=== Section Start ===
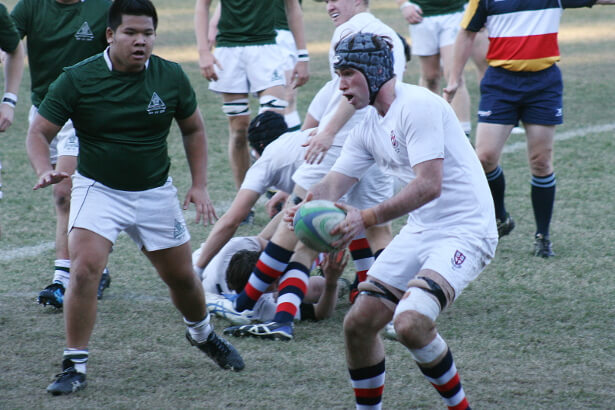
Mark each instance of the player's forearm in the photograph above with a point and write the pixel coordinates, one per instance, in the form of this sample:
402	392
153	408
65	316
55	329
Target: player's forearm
326	304
201	25
13	70
294	16
343	113
195	146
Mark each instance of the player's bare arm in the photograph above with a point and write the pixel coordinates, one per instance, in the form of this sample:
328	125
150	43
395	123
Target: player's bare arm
195	146
320	142
294	15
424	188
201	31
462	52
40	134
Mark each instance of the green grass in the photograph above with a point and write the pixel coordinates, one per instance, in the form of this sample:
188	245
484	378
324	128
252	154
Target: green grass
527	334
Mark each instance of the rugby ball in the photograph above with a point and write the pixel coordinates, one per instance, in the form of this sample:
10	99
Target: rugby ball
313	222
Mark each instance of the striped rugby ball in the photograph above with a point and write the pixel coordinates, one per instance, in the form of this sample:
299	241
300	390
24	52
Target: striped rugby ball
313	222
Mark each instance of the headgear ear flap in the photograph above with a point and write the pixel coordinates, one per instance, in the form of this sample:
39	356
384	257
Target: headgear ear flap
369	53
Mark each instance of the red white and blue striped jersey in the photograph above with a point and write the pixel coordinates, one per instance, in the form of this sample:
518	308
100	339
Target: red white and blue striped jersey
522	33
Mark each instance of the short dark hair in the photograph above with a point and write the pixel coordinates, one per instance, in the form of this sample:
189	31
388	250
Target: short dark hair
132	8
240	268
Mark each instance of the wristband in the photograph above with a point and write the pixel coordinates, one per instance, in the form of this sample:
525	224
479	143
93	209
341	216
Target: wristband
302	55
9	99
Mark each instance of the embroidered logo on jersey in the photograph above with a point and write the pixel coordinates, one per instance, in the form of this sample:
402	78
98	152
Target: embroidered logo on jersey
484	113
458	259
84	33
180	229
156	105
394	142
276	76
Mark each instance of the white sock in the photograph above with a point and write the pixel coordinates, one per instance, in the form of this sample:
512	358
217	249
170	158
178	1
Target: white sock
62	272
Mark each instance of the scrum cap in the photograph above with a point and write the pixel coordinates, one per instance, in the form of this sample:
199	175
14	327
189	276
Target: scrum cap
369	53
265	128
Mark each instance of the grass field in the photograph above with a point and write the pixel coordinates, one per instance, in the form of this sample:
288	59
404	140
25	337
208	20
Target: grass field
527	334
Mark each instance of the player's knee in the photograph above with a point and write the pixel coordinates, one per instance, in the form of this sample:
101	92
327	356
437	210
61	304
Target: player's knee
271	102
236	107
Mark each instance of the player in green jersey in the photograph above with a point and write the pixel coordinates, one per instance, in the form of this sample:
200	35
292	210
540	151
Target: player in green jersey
247	61
13	68
122	103
60	33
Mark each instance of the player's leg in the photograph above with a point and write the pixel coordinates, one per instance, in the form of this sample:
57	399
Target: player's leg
365	357
237	109
543	184
89	252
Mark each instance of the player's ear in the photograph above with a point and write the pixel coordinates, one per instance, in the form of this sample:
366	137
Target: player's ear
109	33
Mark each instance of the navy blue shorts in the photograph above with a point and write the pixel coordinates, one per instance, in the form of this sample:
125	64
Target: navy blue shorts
532	97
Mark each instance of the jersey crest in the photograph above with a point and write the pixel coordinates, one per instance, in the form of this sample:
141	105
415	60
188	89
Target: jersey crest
84	33
156	105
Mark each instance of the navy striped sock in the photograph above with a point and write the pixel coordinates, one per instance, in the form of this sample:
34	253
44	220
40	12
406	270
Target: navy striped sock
543	198
368	385
497	185
291	291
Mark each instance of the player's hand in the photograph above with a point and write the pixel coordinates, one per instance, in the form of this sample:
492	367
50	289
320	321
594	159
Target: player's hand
275	203
333	265
204	208
49	178
7	114
413	14
290	211
207	61
317	146
449	91
300	74
350	227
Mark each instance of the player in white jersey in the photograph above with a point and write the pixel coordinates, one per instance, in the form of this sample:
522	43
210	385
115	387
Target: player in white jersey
451	232
228	272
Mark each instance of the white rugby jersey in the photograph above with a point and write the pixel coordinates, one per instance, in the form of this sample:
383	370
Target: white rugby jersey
421	126
277	164
323	107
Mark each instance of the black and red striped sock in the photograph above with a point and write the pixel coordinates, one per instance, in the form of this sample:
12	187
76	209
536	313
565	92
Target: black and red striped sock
368	385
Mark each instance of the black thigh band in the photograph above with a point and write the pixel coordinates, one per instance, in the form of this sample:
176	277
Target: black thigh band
435	290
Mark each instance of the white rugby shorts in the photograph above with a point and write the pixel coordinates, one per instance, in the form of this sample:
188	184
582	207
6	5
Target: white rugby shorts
286	41
434	32
248	69
374	188
459	259
65	142
152	218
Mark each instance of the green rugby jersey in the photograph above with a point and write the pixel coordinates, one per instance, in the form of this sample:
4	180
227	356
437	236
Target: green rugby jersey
246	23
122	119
9	38
59	35
437	7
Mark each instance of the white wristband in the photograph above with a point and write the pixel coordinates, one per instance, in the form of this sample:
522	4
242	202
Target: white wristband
9	99
302	55
406	4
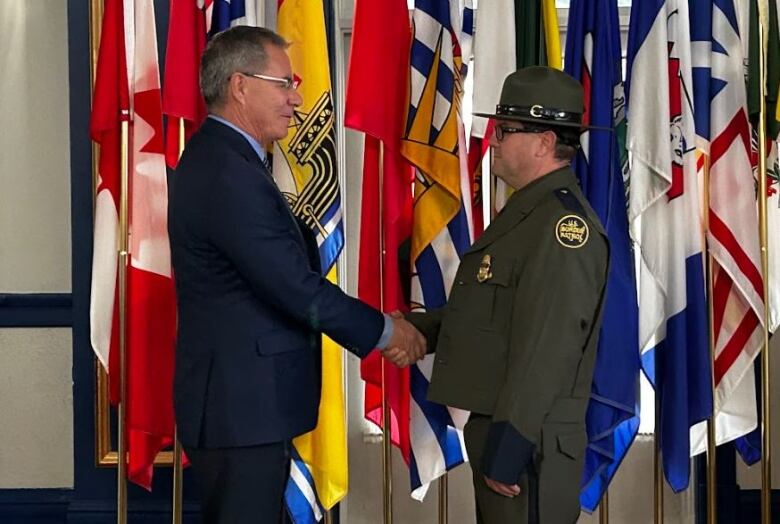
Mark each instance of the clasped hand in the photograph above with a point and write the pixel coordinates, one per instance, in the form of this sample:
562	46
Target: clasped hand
407	345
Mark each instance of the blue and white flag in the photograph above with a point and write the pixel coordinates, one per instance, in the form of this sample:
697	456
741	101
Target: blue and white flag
665	211
434	143
723	136
593	56
221	14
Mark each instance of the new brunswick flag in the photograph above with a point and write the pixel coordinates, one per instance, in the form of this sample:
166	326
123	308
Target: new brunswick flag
305	170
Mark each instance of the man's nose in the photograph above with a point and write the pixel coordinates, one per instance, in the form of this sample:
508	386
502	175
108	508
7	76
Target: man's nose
295	98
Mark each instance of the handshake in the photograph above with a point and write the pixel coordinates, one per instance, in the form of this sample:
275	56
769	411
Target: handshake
407	345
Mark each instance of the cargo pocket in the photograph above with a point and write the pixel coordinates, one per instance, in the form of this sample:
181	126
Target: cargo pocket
563	448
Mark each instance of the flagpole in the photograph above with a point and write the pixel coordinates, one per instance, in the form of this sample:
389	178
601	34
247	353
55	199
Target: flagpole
658	477
604	508
766	447
121	494
443	498
387	447
178	470
712	444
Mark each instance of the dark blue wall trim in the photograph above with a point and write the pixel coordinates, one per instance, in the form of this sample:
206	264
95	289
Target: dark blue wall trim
55	506
36	310
750	505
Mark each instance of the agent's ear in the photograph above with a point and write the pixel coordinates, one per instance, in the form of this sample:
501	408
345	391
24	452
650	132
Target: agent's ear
237	86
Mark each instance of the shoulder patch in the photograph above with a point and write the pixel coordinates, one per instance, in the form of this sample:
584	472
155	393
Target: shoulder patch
572	231
569	201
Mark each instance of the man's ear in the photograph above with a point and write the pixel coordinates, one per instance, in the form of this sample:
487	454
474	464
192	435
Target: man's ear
237	85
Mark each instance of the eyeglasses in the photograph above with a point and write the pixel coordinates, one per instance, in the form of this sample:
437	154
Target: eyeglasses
502	130
287	82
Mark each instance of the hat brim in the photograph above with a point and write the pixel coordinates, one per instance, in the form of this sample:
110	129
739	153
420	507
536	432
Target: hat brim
531	120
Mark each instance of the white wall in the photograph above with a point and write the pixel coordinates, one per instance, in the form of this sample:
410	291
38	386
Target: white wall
36	401
36	408
34	148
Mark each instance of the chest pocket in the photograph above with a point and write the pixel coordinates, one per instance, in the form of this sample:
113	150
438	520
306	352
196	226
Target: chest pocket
487	303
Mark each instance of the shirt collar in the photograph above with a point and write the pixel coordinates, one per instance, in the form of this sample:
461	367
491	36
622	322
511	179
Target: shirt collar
252	142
=== Section End ===
→ EXERCISE OBJECTIVE: Output each line exactly as shown above; no pictures go in the copy.

→ WORKED SOLUTION:
Mark each instance of the player's forearm in the photograph above with a point and write the pixel coordinates, one per instance, in the form of this sample:
402	392
153	408
65	316
55	329
Target: player's forearm
326	304
201	25
13	70
294	16
343	113
195	146
Mark each instance of the player's bare arm in the photograph above with a point and write the pixel coordinates, one per instance, in the form of this sample:
328	125
150	43
395	123
Target: player's bare arm
195	146
320	142
294	15
424	188
201	31
462	52
40	134
Mark each instance of the green grass in the photograph above with a point and write the pixel coordinates, one per instance, in the form of this sample:
188	245
484	378
324	128
252	154
Target: green grass
527	334
Mark each instance of the rugby ball in the photograph above with a point and write the pixel coordinates, one per instance, in the form of this sample:
10	99
Target: rugby ball
313	222
Mark each instance of the striped rugby ball in the photograph above with a point and write the pixel coordinates, one per instance, in the form of this sample:
299	241
300	390
24	52
Target: striped rugby ball
313	222
Mark each instance of the headgear ear flap in the photograph above with a point and write the pixel coordinates, one per instance, in the form of this sample:
39	356
384	257
Target: headgear ear flap
369	53
Mark each instance of the red white and blue striped jersey in the photograph above with a point and write the pixel coordinates, one per instance, in the form of this sample:
518	308
100	339
Target: red white and blue striped jersey
522	33
Mark each instance of the short dark hair in the photograph above with a point and write the pixel coordinates, one per instance, in the form of this sample:
189	31
388	250
Target: short dark hair
132	8
240	268
Mark each instance of the wristband in the photograph above with a point and write the pixel coordinates, one per instance, in the form of this sample:
525	224
479	143
93	209
341	216
Target: wristband
302	55
9	99
Mark each instance of the embroidered logo on jersey in the photograph above with a point and write the pixel coordinates, one per instance, in the form of this sample:
402	78
98	152
Target: embroidered logo on jersey
484	113
458	259
84	33
180	229
156	105
394	142
276	76
Mark each instance of the white sock in the photograph above with a point and write the pixel coordinates, one per instance, in the form of this sample:
512	358
217	249
170	158
178	1
Target: white sock
62	272
Mark each instance of the scrum cap in the photograph above with a point and write the pixel coordinates, one per instance, in the form of this sample:
199	175
14	327
189	276
Target: scrum cap
369	53
265	128
Mark each instance of the grass field in the photograph above with a point and write the pixel coordinates, one per instance, in the form of this sample:
288	59
404	140
25	337
208	20
Target: grass field
527	334
Mark each instance of the player's knee in the photograph above with a point and write the pixel coordinates, one per instance, in the form of this sample:
101	92
327	356
437	210
61	304
Target: player's knee
271	102
236	107
Mark each instance of the player in green jersey in the photograph above with a point and write the pixel coordinates, one per instance, in the form of this sample:
200	35
292	210
540	151
Target: player in green jersey
247	61
13	68
122	103
60	33
Mark each instance of the player's leg in the photograph above with a point and write the pixel coordinates, one per instance, in the form of this sample:
57	399
Target: player's leg
365	357
237	109
543	184
89	252
Mark each instance of the player's ear in the photograph above with a point and write the pixel coordinates, one per instance, in the form of this sample:
366	137
Target: player's ear
109	33
Mark each instance of the navy blue shorts in the photograph above with a point and write the pixel coordinates, one per instance, in the form of this sample:
125	64
Target: navy blue shorts
532	97
Mark each instance of the jersey crest in the photograph above with a point and write the pixel coordinates, one per instance, in the form of this sample:
141	105
415	60
188	89
Target: jersey crest
84	33
156	105
Mark each instance of the navy striped sock in the photograph above with a point and write the pixel coordinates, one per instance, in the form of this sample:
34	253
44	220
40	12
406	270
Target: navy striped sock
543	198
368	385
497	185
291	291
Mark each instance of the player's hand in the photograph above with a point and write the pixel coordinates, one per instance, in the form of this sample:
492	367
50	289
320	321
594	159
Target: player's hand
275	203
333	265
204	208
49	178
7	114
413	14
290	211
207	61
317	146
449	91
300	74
350	227
Mark each instance of the player in white jersey in the photograph above with a point and write the pixel coordinates, one per instance, in the form of this sample:
522	43
210	385
115	387
Target: player in white jersey
451	232
228	272
Mark each instance of the white rugby jersey in the photograph above with a point and write the pixel coordinates, one per instance, in the form of this sample:
383	370
Target: white rugby jersey
421	126
277	164
323	107
Mark each instance of the black and red striped sock in the photograph above with a point and write the pixel coordinates, one per instance, in the form of this sample:
12	187
76	209
536	313
565	92
Target: black and red striped sock
368	385
Mark each instance of the black thigh band in the photograph above with a point and write the pixel coordinates, one per instance, in the form of this sample:
176	277
Target: black thigh band
435	290
Mark each instance of the white rugby shorts in the photograph above with a point and write the pixel coordinates, one per instance, in the form of this sample:
188	184
582	207
6	5
Target: white rugby shorts
286	41
434	32
248	69
374	188
459	259
65	142
152	218
Mark each instance of the green rugby jersey in the photograph above with a point and write the pixel coordinates, one per instance, in the form of this sample:
4	180
227	356
437	236
Target: green rugby jersey
246	23
122	119
9	38
59	35
437	7
Mark each instance of the white wristband in the photograph above with a point and write the pixel coordinates, one per instance, in the form of this sample:
522	4
242	202
Target: white wristband
9	99
302	55
406	4
Mark each instance of the clasped hand in the photograph above with a point and write the pixel coordinates, one per instance, in the form of this sample:
562	46
Target: clasped hand
407	345
Mark each instance of the blue and white flag in the photograph above with a point and write the pixel coordinates, one per instance, in the form of this sample:
697	456
741	101
Target: blue and white flag
665	211
434	143
723	136
593	56
221	14
Mark each instance of the new brunswick flag in the photograph above with a point and write the pixel coordinates, one per instance, in the form of this sample:
166	326
123	308
Target: new brunswick flag
305	170
Mark each instance of the man's nose in the photograph above with a point and write the pixel coordinates, one per instance, in the form of this sample:
508	386
502	175
108	508
7	76
Target: man's nose
295	98
Mark each instance of the handshake in the photograph above with a point and write the pixel coordinates, one per instance, in the form of this sample:
275	56
769	411
Target: handshake
407	345
Mark each instance of the cargo pocket in the photograph above with a point and write the pixel coordinates, one per instance, in the form of this sample:
181	126
Target: cargo pocket
563	448
Mark each instance of the flagpole in the photograph above with a point and write the pixel coordinates, one per instance, in the form of this sample:
389	178
601	34
247	353
55	199
Target: flagpole
658	477
604	508
766	447
121	494
443	498
387	447
178	470
712	444
Mark each instance of the dark blue wall trim in the photograph above with a point and write the pixel coordinates, one per instance, in the form of this sample:
206	264
95	289
Target: dark blue wall trim
55	506
36	310
750	505
Mark each instance of the agent's ear in the photograph above with a point and write the pixel coordinates, one per instance, in the form of this sample:
501	408
345	391
24	452
650	132
Target: agent's ear
237	86
Mark each instance of the shoulder patch in the photograph above with a point and write the pixel coordinates, one per instance, in the form of this sample:
584	472
155	393
Target: shoulder patch
572	231
569	201
Mark each instance of the man's ear in the photograph above with a point and write the pixel coordinates, one per instance, in the form of this sample:
487	454
474	464
192	435
Target: man's ear
237	85
Mark each instance of the eyeglasses in the photograph above with a point and write the pixel coordinates, one per instance, in the form of this sample:
437	154
Target: eyeglasses
502	130
287	82
Mark each instance of the hat brim in the photograph above with a point and write the pixel coordinates, one per instance, in the form of this sample:
110	129
739	153
420	507
536	432
Target: hat brim
531	120
Mark each instance of the white wall in the photograph above with a point and write the pixel coordinates, one per instance, in the form of this sample:
410	291
38	386
Target: white wall
36	401
36	408
34	148
Mark each instance of the chest pocket in the photograph above with a point and write the pixel coordinates, one per instance, in the form of this sample:
113	150
438	520
306	352
196	226
Target: chest pocket
487	303
Mark each instance of the shirt collar in the photograph above with a point and write the pixel coordinates, one per instance, in the form of this sample:
461	367
491	36
622	322
511	179
Target: shirt collar
252	142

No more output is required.